La imagen, decadente y bella a partes iguales, me provoca un nudo en la garganta trenzado con hebras de ternura y conmoción, como si los cosméticos, firmes en su decisión, se burlaran de la terca enfermedad de Pepita con su toque de color.

Porque vale, este mundo despiadado y desalmado va cada vez peor, de acuerdo, y bien cierto es que estamos anclados en el "todo vale y nada importa demasiado", y los valores, la decencia, la nobleza, la honradez, el respeto, la honestidad, y todos esos cuentos edulcorados que nos han vendido, están en paradero desconocido, y lo que es peor, nadie está dispuesto a pagar por su rescate ni un duro; y el individualismo está en auge, y el egoísmo crea adicción, y el hermetismo marca tendencia, y la humanidad, no nos engañemos, con demasiada frecuencia apesta, y a veces una se plantea acabar con los espejos del mundo entero para no tener que sentir vergüenza ni agachar más la cabeza. Y, en fin, que sí, que para qué seguir, que este mundo está rematadamente enloquecido y enfermo, y nosotros, por descontado, vamos irremediablemente encaminados a ello.

Pero, ¡hay un pero! hoy Pepita ha salido maquillada de su habitación y eso, para mí, rompe todos los esquemas.
Un ser demente, decrépito, ajado. Un ser fracturado, averiado, estropeado. Un ser que ha perdido su identidad, su esencia. Un ser del que hoy sólo queda una cutre versión, infame y pésima de lo que Pepita era. Un ser perdido, un renglón torcido, que sin motivo y sin razón ha sido hoy maquillado con esmero, entrega y dedicación por una Auxiliar de Enfermería, profesión tan noble como necesaria, tan ardua como poco valorada, tan admirable como humana, a la que hoy se le ha ocurrido, bendita decisión, dedicar 10 minutos de su siempre escaso tiempo para 'poner bien guapa' a Pepita.
Un acto que, en apariencia, puede parecer intrascendente y trivial para aquel que, demasiado contaminado por esta frívola sociedad, haya perdido la capacidad de mirar más allá.
Pero para mí, que desde no hace mucho tiempo subrayé en el diccionario el verbo exprimir, y decidí empaparme por completo de todas estas situaciones y escenas surrealistas, tan atiborradas de energía y vida, en las que late la totalidad en sí mismas, el detalle de maquillar hoy a Pepita me parece un acto desbordado de significado, una acción noble que me enorgullece sobremanera, una escena que hace que todo valga un poquito más la pena, un hecho que, de entre tantos, me hace sentir dichosa de tener este paraje baldío como campo de faena, francamente satisfecha de haber acabado en esta Residencia, rodeada de sufrimiento y miseria y no de solemnidad y trajes de chaqueta. Afortunada de observar la vida y la muerte, siempre de la mano, tan de cerca.

### Conjunto de registros
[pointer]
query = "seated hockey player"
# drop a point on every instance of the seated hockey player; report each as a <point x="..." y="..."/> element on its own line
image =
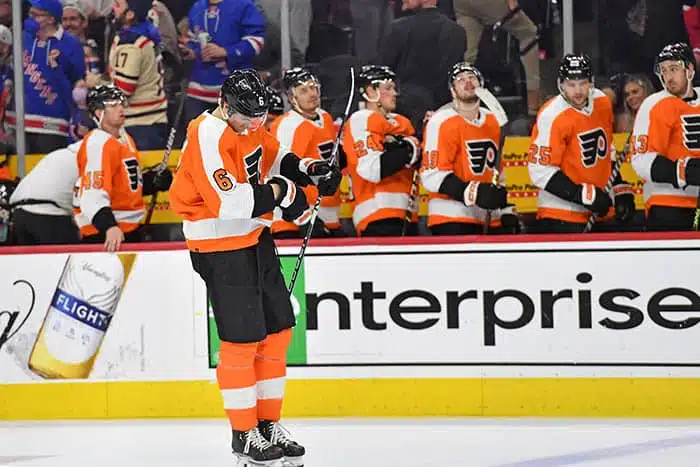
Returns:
<point x="382" y="156"/>
<point x="571" y="153"/>
<point x="309" y="132"/>
<point x="111" y="185"/>
<point x="666" y="142"/>
<point x="461" y="143"/>
<point x="232" y="175"/>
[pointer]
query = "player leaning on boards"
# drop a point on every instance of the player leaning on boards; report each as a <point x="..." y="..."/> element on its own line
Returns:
<point x="461" y="142"/>
<point x="382" y="155"/>
<point x="110" y="188"/>
<point x="571" y="152"/>
<point x="309" y="132"/>
<point x="666" y="142"/>
<point x="232" y="175"/>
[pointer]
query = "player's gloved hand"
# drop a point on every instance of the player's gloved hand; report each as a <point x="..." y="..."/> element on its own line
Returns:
<point x="410" y="146"/>
<point x="325" y="176"/>
<point x="595" y="199"/>
<point x="291" y="199"/>
<point x="687" y="172"/>
<point x="510" y="222"/>
<point x="623" y="195"/>
<point x="485" y="195"/>
<point x="162" y="180"/>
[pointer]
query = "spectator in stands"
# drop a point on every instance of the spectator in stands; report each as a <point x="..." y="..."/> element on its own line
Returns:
<point x="75" y="21"/>
<point x="410" y="49"/>
<point x="223" y="35"/>
<point x="135" y="65"/>
<point x="54" y="64"/>
<point x="474" y="15"/>
<point x="634" y="90"/>
<point x="6" y="12"/>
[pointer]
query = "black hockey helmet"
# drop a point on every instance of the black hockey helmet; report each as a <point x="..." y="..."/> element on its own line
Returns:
<point x="678" y="51"/>
<point x="101" y="95"/>
<point x="296" y="76"/>
<point x="244" y="92"/>
<point x="575" y="66"/>
<point x="371" y="75"/>
<point x="461" y="67"/>
<point x="276" y="103"/>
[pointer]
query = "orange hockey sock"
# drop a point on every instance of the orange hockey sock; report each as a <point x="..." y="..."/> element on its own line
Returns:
<point x="270" y="372"/>
<point x="236" y="377"/>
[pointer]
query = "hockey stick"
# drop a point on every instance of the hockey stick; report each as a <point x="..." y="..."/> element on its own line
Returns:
<point x="613" y="175"/>
<point x="496" y="108"/>
<point x="412" y="203"/>
<point x="163" y="166"/>
<point x="317" y="205"/>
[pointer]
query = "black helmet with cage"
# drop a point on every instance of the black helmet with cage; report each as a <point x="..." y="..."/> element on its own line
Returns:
<point x="461" y="67"/>
<point x="245" y="92"/>
<point x="102" y="95"/>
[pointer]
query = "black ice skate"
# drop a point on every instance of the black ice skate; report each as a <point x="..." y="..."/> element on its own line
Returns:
<point x="252" y="449"/>
<point x="277" y="435"/>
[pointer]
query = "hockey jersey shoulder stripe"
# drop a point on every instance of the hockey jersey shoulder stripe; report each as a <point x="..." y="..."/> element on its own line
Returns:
<point x="643" y="119"/>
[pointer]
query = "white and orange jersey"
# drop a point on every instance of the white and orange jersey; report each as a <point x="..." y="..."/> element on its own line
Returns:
<point x="577" y="142"/>
<point x="213" y="187"/>
<point x="109" y="177"/>
<point x="363" y="143"/>
<point x="666" y="126"/>
<point x="466" y="149"/>
<point x="313" y="139"/>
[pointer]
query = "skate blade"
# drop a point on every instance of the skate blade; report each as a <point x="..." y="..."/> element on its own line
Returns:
<point x="245" y="461"/>
<point x="293" y="461"/>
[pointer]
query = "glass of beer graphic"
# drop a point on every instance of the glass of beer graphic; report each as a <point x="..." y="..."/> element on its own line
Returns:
<point x="79" y="314"/>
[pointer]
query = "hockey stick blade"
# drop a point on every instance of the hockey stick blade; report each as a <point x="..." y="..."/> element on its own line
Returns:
<point x="493" y="105"/>
<point x="317" y="205"/>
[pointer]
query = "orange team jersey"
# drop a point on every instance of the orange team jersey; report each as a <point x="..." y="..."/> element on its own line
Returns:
<point x="314" y="139"/>
<point x="363" y="142"/>
<point x="577" y="142"/>
<point x="669" y="127"/>
<point x="212" y="189"/>
<point x="467" y="149"/>
<point x="109" y="176"/>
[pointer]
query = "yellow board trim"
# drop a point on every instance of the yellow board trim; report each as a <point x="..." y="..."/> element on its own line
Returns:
<point x="532" y="397"/>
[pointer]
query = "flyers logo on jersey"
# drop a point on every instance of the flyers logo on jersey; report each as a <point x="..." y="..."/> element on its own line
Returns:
<point x="325" y="150"/>
<point x="133" y="172"/>
<point x="594" y="145"/>
<point x="252" y="166"/>
<point x="691" y="131"/>
<point x="482" y="154"/>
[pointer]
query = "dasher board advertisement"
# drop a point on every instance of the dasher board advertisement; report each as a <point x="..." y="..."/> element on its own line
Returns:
<point x="98" y="316"/>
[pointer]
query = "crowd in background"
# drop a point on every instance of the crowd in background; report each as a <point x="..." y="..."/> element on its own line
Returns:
<point x="187" y="48"/>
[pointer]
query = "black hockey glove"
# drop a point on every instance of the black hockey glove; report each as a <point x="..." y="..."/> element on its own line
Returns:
<point x="325" y="176"/>
<point x="291" y="199"/>
<point x="510" y="222"/>
<point x="625" y="208"/>
<point x="155" y="181"/>
<point x="593" y="198"/>
<point x="485" y="195"/>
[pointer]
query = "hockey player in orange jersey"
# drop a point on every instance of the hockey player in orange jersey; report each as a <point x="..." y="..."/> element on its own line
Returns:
<point x="570" y="154"/>
<point x="232" y="174"/>
<point x="460" y="147"/>
<point x="110" y="187"/>
<point x="309" y="132"/>
<point x="666" y="142"/>
<point x="382" y="155"/>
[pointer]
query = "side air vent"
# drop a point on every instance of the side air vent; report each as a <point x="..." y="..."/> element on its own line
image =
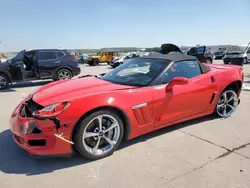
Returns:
<point x="212" y="98"/>
<point x="212" y="79"/>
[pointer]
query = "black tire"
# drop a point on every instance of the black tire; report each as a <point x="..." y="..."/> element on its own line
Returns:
<point x="90" y="63"/>
<point x="78" y="136"/>
<point x="68" y="74"/>
<point x="96" y="62"/>
<point x="216" y="107"/>
<point x="4" y="81"/>
<point x="244" y="61"/>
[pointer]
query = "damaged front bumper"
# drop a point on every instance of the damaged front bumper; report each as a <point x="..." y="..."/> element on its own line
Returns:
<point x="37" y="137"/>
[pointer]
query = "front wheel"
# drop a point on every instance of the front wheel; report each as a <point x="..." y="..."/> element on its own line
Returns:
<point x="4" y="81"/>
<point x="99" y="134"/>
<point x="244" y="61"/>
<point x="227" y="103"/>
<point x="96" y="62"/>
<point x="209" y="61"/>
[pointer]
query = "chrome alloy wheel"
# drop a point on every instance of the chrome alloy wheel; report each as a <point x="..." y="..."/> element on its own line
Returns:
<point x="101" y="135"/>
<point x="3" y="81"/>
<point x="227" y="103"/>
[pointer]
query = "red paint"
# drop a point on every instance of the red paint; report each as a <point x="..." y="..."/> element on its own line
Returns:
<point x="164" y="108"/>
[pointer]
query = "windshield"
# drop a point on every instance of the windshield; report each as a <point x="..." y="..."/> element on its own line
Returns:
<point x="136" y="72"/>
<point x="236" y="49"/>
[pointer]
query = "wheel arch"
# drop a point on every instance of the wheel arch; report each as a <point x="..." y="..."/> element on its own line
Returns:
<point x="235" y="85"/>
<point x="124" y="117"/>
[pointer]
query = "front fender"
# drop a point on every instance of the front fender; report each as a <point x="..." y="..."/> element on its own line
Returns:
<point x="123" y="100"/>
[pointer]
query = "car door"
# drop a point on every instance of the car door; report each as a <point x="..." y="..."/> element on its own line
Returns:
<point x="248" y="53"/>
<point x="184" y="100"/>
<point x="47" y="63"/>
<point x="104" y="57"/>
<point x="198" y="52"/>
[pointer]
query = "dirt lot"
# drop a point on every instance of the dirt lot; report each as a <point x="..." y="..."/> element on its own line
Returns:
<point x="207" y="152"/>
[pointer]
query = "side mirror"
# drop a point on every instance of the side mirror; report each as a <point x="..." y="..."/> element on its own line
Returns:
<point x="176" y="81"/>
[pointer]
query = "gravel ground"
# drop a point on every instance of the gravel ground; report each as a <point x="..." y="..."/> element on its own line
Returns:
<point x="206" y="152"/>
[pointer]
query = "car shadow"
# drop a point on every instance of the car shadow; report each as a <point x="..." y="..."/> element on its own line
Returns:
<point x="30" y="84"/>
<point x="15" y="161"/>
<point x="25" y="84"/>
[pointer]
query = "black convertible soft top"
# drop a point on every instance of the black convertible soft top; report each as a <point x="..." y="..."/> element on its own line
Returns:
<point x="178" y="57"/>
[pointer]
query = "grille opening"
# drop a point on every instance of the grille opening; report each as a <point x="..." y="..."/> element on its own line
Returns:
<point x="19" y="139"/>
<point x="41" y="142"/>
<point x="36" y="131"/>
<point x="29" y="108"/>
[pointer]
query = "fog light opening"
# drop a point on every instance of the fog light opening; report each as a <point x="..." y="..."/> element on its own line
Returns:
<point x="41" y="142"/>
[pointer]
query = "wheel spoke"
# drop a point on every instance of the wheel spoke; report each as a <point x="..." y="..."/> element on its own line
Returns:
<point x="224" y="96"/>
<point x="111" y="127"/>
<point x="232" y="107"/>
<point x="112" y="143"/>
<point x="100" y="122"/>
<point x="89" y="134"/>
<point x="96" y="146"/>
<point x="231" y="98"/>
<point x="220" y="105"/>
<point x="225" y="111"/>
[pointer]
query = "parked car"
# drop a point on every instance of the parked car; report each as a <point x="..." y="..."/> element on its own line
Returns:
<point x="102" y="57"/>
<point x="207" y="56"/>
<point x="238" y="55"/>
<point x="220" y="53"/>
<point x="119" y="60"/>
<point x="94" y="115"/>
<point x="27" y="65"/>
<point x="83" y="59"/>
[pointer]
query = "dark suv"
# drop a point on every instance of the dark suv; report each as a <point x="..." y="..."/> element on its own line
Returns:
<point x="53" y="64"/>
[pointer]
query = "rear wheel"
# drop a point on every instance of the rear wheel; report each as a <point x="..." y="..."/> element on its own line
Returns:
<point x="4" y="81"/>
<point x="227" y="103"/>
<point x="99" y="134"/>
<point x="64" y="74"/>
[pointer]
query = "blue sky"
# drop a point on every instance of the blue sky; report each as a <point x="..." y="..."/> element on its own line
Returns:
<point x="122" y="23"/>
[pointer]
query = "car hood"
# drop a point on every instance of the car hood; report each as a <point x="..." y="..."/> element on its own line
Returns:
<point x="4" y="64"/>
<point x="235" y="53"/>
<point x="68" y="90"/>
<point x="94" y="57"/>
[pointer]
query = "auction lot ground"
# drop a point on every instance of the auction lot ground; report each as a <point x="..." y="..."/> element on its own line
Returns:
<point x="206" y="152"/>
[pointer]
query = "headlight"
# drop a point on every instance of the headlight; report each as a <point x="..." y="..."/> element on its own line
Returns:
<point x="51" y="110"/>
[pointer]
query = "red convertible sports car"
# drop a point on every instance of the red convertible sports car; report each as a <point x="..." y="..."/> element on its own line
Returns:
<point x="92" y="115"/>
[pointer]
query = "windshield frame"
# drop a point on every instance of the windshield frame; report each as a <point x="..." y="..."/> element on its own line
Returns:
<point x="166" y="61"/>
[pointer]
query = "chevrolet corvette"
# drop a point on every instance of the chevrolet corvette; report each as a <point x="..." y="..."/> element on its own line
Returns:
<point x="93" y="115"/>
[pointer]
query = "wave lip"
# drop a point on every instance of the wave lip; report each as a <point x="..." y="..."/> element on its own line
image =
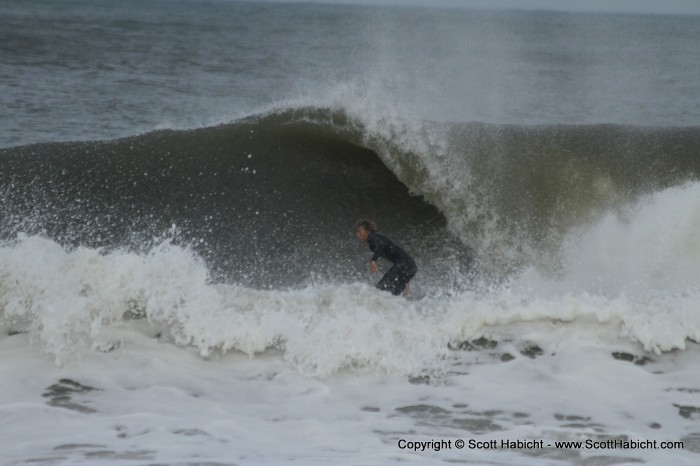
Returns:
<point x="266" y="199"/>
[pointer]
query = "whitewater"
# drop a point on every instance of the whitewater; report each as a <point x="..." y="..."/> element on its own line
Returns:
<point x="179" y="278"/>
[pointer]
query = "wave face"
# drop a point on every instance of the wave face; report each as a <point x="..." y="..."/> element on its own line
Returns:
<point x="271" y="200"/>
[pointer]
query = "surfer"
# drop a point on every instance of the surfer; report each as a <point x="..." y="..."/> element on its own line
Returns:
<point x="397" y="277"/>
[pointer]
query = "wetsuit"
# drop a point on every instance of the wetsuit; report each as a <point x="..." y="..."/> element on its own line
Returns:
<point x="404" y="268"/>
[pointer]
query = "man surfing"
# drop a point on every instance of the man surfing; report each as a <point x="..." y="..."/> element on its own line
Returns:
<point x="397" y="277"/>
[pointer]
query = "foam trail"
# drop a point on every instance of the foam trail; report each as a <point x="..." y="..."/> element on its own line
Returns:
<point x="78" y="300"/>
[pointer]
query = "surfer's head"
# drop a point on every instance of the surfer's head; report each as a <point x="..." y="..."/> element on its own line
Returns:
<point x="365" y="228"/>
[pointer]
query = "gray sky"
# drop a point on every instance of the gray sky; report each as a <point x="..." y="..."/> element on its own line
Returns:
<point x="627" y="6"/>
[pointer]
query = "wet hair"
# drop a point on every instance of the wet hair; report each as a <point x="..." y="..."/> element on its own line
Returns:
<point x="368" y="225"/>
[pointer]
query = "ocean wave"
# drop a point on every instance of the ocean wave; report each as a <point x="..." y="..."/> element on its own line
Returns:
<point x="269" y="198"/>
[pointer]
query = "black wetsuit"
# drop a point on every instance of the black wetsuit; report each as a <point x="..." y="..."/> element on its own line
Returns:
<point x="396" y="279"/>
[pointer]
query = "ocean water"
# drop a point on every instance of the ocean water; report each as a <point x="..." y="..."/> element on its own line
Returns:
<point x="179" y="278"/>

### Acción requerida
Transcribe del extracto de página el pasaje que va desde "Un ser demente, decrépito, ajado." hasta "guapa' a Pepita.", ambos incluidos.

### Respuesta
Un ser demente, decrépito, ajado. Un ser fracturado, averiado, estropeado. Un ser que ha perdido su identidad, su esencia. Un ser del que hoy sólo queda una cutre versión, infame y pésima de lo que Pepita era. Un ser perdido, un renglón torcido, que sin motivo y sin razón ha sido hoy maquillado con esmero, entrega y dedicación por una Auxiliar de Enfermería, profesión tan noble como necesaria, tan ardua como poco valorada, tan admirable como humana, a la que hoy se le ha ocurrido, bendita decisión, dedicar 10 minutos de su siempre escaso tiempo para 'poner bien guapa' a Pepita.